Given exercise - Reproduce everything from the line containing "encloses the shadow" down to the end of the items below, with both ends included.

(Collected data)
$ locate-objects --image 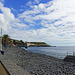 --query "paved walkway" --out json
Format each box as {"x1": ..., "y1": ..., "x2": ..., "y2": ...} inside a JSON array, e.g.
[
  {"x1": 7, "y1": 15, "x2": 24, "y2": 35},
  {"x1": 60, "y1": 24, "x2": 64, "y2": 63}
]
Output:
[{"x1": 0, "y1": 53, "x2": 30, "y2": 75}]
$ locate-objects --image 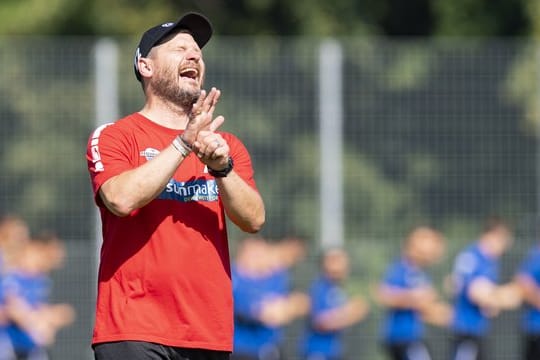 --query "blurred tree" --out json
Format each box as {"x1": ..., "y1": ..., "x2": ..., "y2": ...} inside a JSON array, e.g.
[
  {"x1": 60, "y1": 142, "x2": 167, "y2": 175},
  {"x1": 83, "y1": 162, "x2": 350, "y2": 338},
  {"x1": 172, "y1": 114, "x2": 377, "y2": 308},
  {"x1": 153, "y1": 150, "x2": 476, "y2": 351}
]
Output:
[{"x1": 0, "y1": 0, "x2": 540, "y2": 36}]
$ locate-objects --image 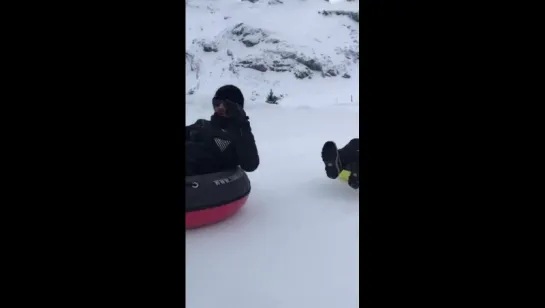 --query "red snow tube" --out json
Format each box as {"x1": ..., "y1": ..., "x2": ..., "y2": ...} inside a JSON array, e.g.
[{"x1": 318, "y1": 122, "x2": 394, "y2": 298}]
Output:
[{"x1": 185, "y1": 168, "x2": 251, "y2": 229}]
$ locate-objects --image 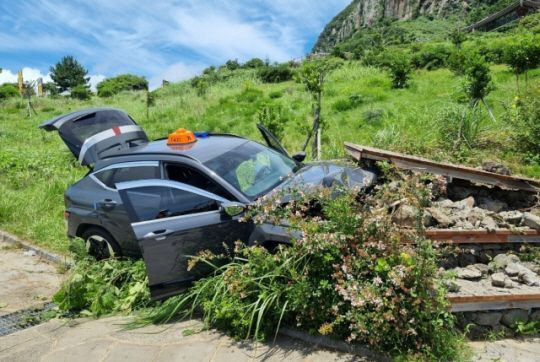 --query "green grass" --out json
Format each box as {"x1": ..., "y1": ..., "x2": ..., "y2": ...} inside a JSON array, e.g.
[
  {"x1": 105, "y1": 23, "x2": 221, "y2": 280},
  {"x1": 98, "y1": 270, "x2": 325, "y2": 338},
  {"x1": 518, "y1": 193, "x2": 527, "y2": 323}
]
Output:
[{"x1": 0, "y1": 61, "x2": 540, "y2": 253}]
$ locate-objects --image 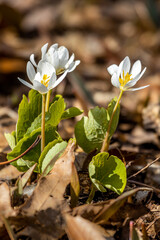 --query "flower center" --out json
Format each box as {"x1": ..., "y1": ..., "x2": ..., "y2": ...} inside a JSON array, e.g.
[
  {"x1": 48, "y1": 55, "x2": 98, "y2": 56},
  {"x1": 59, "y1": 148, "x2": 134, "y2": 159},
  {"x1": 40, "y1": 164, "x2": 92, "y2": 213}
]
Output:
[
  {"x1": 41, "y1": 74, "x2": 50, "y2": 87},
  {"x1": 119, "y1": 70, "x2": 133, "y2": 87},
  {"x1": 56, "y1": 68, "x2": 65, "y2": 75}
]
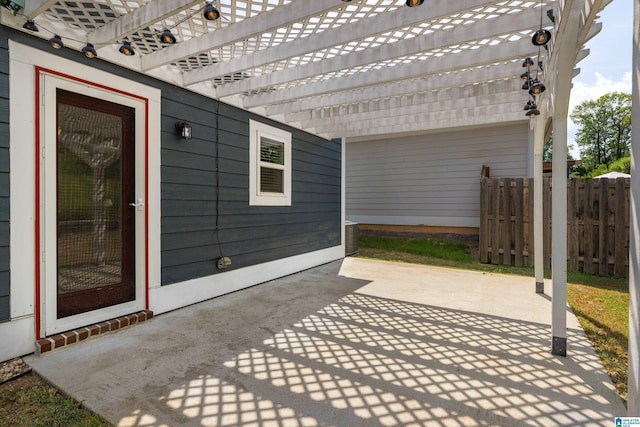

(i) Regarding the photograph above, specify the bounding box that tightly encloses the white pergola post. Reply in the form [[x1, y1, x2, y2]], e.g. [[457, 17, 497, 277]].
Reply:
[[627, 0, 640, 417], [533, 112, 547, 294], [551, 114, 568, 356]]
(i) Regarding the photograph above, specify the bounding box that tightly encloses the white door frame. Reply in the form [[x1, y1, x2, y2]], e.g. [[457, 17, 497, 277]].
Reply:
[[36, 72, 147, 335]]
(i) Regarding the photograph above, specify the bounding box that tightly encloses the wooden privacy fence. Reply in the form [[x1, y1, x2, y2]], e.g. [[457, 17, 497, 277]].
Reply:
[[479, 178, 631, 276]]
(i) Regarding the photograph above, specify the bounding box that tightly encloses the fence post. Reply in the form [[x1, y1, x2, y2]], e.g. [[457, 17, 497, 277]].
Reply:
[[491, 178, 500, 264], [582, 179, 594, 273], [598, 178, 609, 276], [502, 178, 511, 265], [613, 178, 628, 277], [479, 178, 490, 264], [513, 178, 524, 267]]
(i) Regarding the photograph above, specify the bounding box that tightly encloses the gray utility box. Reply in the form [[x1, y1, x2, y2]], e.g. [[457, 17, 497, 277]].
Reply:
[[344, 221, 358, 256]]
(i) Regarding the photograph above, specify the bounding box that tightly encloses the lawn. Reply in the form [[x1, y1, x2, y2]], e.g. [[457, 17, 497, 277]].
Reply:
[[358, 235, 629, 402], [0, 373, 110, 427]]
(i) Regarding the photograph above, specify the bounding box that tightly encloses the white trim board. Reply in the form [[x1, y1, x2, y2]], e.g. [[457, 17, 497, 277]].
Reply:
[[0, 316, 36, 362], [149, 245, 345, 314]]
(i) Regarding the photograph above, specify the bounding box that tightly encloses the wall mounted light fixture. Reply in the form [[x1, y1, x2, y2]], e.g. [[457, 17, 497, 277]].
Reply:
[[49, 34, 64, 49], [22, 20, 40, 33], [160, 28, 176, 44], [118, 41, 136, 56], [202, 2, 220, 21], [176, 122, 192, 139], [82, 43, 98, 59]]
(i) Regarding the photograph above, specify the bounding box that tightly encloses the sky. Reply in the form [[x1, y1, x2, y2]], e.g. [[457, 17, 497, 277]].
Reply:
[[567, 0, 633, 159]]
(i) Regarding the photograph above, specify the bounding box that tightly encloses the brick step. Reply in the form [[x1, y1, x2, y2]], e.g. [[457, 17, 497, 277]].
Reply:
[[35, 310, 153, 356]]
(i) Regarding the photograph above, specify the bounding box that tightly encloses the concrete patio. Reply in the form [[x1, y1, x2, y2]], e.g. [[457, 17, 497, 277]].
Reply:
[[26, 258, 626, 426]]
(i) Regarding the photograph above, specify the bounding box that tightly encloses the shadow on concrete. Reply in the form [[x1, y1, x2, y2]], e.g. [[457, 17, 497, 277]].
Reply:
[[27, 263, 624, 426]]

Response to this exercise -
(i) Regarding the photograph above, specify the bounding box that tightly encloses the shadow on concrete. Reply in the form [[x1, y1, x2, y2]], e.g. [[457, 17, 497, 277]].
Reply:
[[27, 263, 624, 426]]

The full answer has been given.